_Document excerpt:_

OK, so, equipped with this cool new tool, our intrepid team of exoplanet hunters realized that Proxima’s shifting emission lines made sense if the star was wobbling in a tight circle, moving at about a mile per hour over a period of 11 Days. That would then be the length of the year of a hypothetical exoplanet responsible for that motion.  Such a short orbital period, combined with the star’s mass, gave them an orbital radius for the exoplanet of around 20 times smaller than the Earth’s. That sounds perilous, until you realize that Proxima’s energy output is nearly 600 times lower than the Sun’s. That places the new exoplanet exactly in the habitable zone of the star - just the right distance for the intensity of the star’s radiation to potentially allow water to exist in liquid form.

There was one more stunning calculation to come: with the distance between exoplanet and star combined with the speed of the wobble, astronomers could calculate its mass. It’s practically the same as the Earth’s. Maybe 10-50% more massive, but almost certainly a rocky world, of the type sometimes inhabited by bipedal apes. Suddenly, after centuries of pondering the alpha-centauri system, it’s full significance became clear. The nearest habitable exoplanet orbited the nearest star. Surely we’d identified the first port of call for our interstellar future.

The discovery of this exoplanet - Proxima Centauri B - or Proxima-B - was just the first of this little star’s surprises. In 2019 a new team reported the discovery of a second exoplanet, its signature also embedded in the slow dance of Proxima’s emission lines. Proxima C is much bigger than it’s earth-like neighbour, at 7 times earth’s mass. It’s also way further out, with 5-year orbit at the same distance as Mars. And then in 2020 a third exoplanet was tentatively identified. The prospective Proxima D is just a quarter of Earth mass and orbits once every 5 days, well inside the orbit of Proxima B. That’s interior to the habitable zone, making this prospective exoplanet literally boiling hot. Followup observations in January this year somewhat solidified the measurements of Proxima D.

And that brings us to today, approaching 2 millennia since Ptolemy’s observation. We have a bona fide planetary system in at least one of the stars in the Alpha-Cen system. And there are much more tentative detections of planets around its Sun-like siblings - a Neptunish body may have been imaged around Rigel Kentaurus and an Earth-sized body may have transited Toliman on an orbit that would fry it to a crisp. Those are quite speculative. But Proxima B is almost certainly real, and so weirdly similar to the Earth. But is it similar enough to have an atmosphere? Oceans? Life? Let’s take a closer look.

One very important point is that Proxima B is probably tidally locked to its star. It’s close proximity to the star means strong tidal forces, which will have forced the planet’s rotation period to be in resonance with its orbital period. The simplest case is for the length of the planet’s day to be the same as its year - both 11.2 earth days in this case. That would keep the same side of the planet facing the star at all times. One side baked and the other frozen, and perpetual twilight at the boundary. This situation doesn’t sound conducive to life for many reasons. For one thing, unless there’s a lot of atmospheric circulation, that permanent night could cause the atmosphere to collapse, freezing it to the surface. But it may also be that the large temperature differential drives powerful atmospheric convection - planet-wide gales of extraordinary strength that could distribute heat from the day-side to the night. Or if the planet has significant oceans, these could also distribute heat.

(Dataset entries)
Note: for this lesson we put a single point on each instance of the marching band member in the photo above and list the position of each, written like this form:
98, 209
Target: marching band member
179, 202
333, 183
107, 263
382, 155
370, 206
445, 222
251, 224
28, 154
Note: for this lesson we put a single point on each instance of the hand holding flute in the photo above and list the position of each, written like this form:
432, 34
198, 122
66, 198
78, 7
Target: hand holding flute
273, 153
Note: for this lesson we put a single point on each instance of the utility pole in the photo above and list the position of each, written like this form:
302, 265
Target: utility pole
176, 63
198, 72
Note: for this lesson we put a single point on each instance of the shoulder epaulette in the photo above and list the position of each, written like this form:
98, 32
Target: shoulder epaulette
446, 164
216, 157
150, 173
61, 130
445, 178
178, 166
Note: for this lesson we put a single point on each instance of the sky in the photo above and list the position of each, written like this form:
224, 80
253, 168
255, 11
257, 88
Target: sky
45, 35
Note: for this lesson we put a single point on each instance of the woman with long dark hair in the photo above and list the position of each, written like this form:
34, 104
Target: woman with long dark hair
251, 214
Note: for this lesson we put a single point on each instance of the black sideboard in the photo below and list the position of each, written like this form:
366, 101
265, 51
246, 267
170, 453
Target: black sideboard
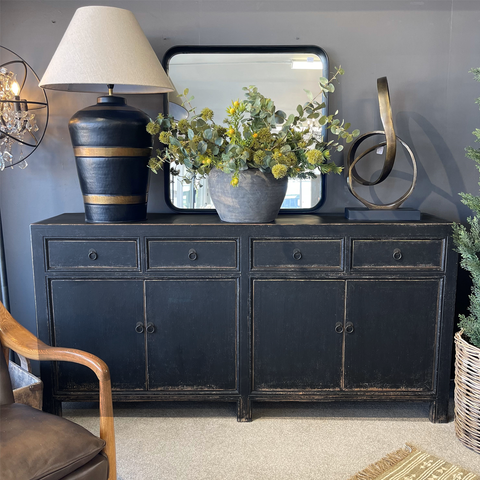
308, 308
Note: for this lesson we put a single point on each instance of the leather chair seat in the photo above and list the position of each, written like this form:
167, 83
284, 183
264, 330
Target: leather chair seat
54, 447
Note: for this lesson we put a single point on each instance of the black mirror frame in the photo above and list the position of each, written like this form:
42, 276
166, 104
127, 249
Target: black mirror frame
179, 49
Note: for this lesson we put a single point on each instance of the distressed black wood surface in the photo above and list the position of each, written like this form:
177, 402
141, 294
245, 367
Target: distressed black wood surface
99, 316
394, 336
193, 345
295, 345
244, 319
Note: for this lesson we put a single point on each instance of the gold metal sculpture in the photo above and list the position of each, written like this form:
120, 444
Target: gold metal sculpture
390, 152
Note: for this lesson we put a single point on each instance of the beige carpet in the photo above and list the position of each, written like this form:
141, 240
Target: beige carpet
284, 442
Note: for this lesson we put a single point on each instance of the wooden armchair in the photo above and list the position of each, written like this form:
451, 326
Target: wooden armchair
38, 445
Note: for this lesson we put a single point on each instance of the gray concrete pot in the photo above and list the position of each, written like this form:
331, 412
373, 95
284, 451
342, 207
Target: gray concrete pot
257, 198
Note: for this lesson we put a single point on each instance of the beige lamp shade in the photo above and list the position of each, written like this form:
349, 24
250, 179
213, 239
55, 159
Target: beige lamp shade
105, 46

_Problem description:_
Write what comes next in the passage on Proxima Centauri B, picking up after its final sentence. The dataset entries are unrelated to the passage on Proxima Centauri B.

_Response to the exercise:_
It’s also possible for a planet to be tidally locked without a perpetual day and night. Other orbital resonances can occur - for example, 2 days per year, 3 days per 2 years, etc. Proxima B may be in one of these. However it’s worth noting that any resonance besides permanent day and night would also result in massive tides, assuming the exoplanet has an ocean to be pulled and squeezed by its nearby star.

On the other hand, we might actually hope for a 1-to-1 resonance. In that case, the dark side might be the only survivable part of the planet, as long as there’s enough atmospheric cycling to keep it warm. Why? In order for life to have a chance in this system, it needs to be protected from the star itself.

Don’t let their size fool you; there’s nothing cute about red dwarfs. They can be angry, violent little monsters. Proxima is no exception. It’s what’s known as a flare star. Massive convection through the star’s body generates crazy magnetic storms, which can cause the star to have powerful outbursts - flares - that blast high energy particles and radiation through the planetary system. During flares, Proxima B is blasted with X-rays and ultraviolet light and high energy particles. A sufficiently thick atmosphere and strong planetary magnetic field could in principle protect any surface dwellers, who would then get to enjoy pretty spectacular auroras. Auroras which may even be visible from Earth by a near-future telescope.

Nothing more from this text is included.